==== Exercise input ====

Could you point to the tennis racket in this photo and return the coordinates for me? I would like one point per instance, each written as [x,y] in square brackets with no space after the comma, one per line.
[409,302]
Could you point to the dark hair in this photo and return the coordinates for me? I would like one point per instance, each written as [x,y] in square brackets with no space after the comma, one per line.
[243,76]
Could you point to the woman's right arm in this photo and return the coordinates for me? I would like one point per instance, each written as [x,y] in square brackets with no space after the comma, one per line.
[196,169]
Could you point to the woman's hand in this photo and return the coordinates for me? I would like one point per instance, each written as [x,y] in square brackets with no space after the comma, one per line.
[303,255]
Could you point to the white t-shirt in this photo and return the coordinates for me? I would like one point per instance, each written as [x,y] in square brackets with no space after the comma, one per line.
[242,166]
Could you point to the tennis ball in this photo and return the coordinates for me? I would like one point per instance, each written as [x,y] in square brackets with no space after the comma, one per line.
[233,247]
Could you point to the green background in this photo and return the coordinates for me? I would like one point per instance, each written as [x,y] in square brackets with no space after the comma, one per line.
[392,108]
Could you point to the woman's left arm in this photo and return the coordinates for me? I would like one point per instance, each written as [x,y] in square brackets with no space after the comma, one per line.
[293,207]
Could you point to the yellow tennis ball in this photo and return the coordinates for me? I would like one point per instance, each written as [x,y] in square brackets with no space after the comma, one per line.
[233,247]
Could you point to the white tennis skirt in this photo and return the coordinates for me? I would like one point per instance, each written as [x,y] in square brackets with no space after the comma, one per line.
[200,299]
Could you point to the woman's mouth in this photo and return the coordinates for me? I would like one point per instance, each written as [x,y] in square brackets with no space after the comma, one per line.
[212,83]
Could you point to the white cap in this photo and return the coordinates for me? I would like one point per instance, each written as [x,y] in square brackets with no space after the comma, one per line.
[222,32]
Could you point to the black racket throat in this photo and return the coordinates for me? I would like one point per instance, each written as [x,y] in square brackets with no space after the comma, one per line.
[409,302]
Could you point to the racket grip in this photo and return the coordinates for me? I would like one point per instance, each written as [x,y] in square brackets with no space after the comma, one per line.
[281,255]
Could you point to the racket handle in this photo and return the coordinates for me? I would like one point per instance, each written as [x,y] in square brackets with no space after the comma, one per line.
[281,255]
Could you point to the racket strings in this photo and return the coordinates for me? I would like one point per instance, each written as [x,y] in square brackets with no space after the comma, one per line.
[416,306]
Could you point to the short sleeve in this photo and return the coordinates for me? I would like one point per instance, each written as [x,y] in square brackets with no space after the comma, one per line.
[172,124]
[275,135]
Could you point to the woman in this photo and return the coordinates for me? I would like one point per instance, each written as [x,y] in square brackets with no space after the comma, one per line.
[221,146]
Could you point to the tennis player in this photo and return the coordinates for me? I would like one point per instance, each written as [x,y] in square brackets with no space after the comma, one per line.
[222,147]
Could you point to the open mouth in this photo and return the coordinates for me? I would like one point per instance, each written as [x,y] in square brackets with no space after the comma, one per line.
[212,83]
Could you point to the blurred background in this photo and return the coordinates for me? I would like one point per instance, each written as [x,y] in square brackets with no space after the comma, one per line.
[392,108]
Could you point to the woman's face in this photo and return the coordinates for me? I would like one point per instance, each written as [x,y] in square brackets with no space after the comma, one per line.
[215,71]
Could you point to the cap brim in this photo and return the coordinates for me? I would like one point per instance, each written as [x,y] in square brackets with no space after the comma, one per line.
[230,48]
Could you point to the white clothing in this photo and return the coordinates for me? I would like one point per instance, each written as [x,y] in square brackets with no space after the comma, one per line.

====

* **What you will do**
All lines from the one that contains "Could you point to the woman in" through the end of the material are to be quoted exactly, with both ends included.

* **Response to this task**
Could you point to the woman in this photo and return the coordinates for me? I would like one point per instance, each written as [x,y] in square brackets with no space after the comma, one per line.
[221,146]
Could you point to the tennis player in this photo and return the coordinates for me? I would like one point per instance, each written as [x,y] in square brackets with no space after the comma, one per line.
[222,147]
Could you point to the open mouth in this photo and return the coordinates for me? I would like one point per instance, each written as [x,y] in square brackets with no space after the comma, one per line.
[212,83]
Could you point to the blurred background in this photo and return the coordinates for me? I would like one point per instance, each written as [x,y] in square brackets with no space after the comma, one per line.
[392,108]
Could you point to the woman's face in this photo and return the coordinates for me? I would like one point per instance, each written as [x,y] in square brackets with no space after the comma, one per line.
[215,71]
Could you point to the cap brim in this photo and return the coordinates for me? I would like one point per instance, each written as [x,y] in square brackets with no space after the comma, one per line.
[230,48]
Could you point to the white clothing in this photo and return the coordinates for me? I would like one point per instance, each written as [x,y] in square brackets with no space after the comma, one per line.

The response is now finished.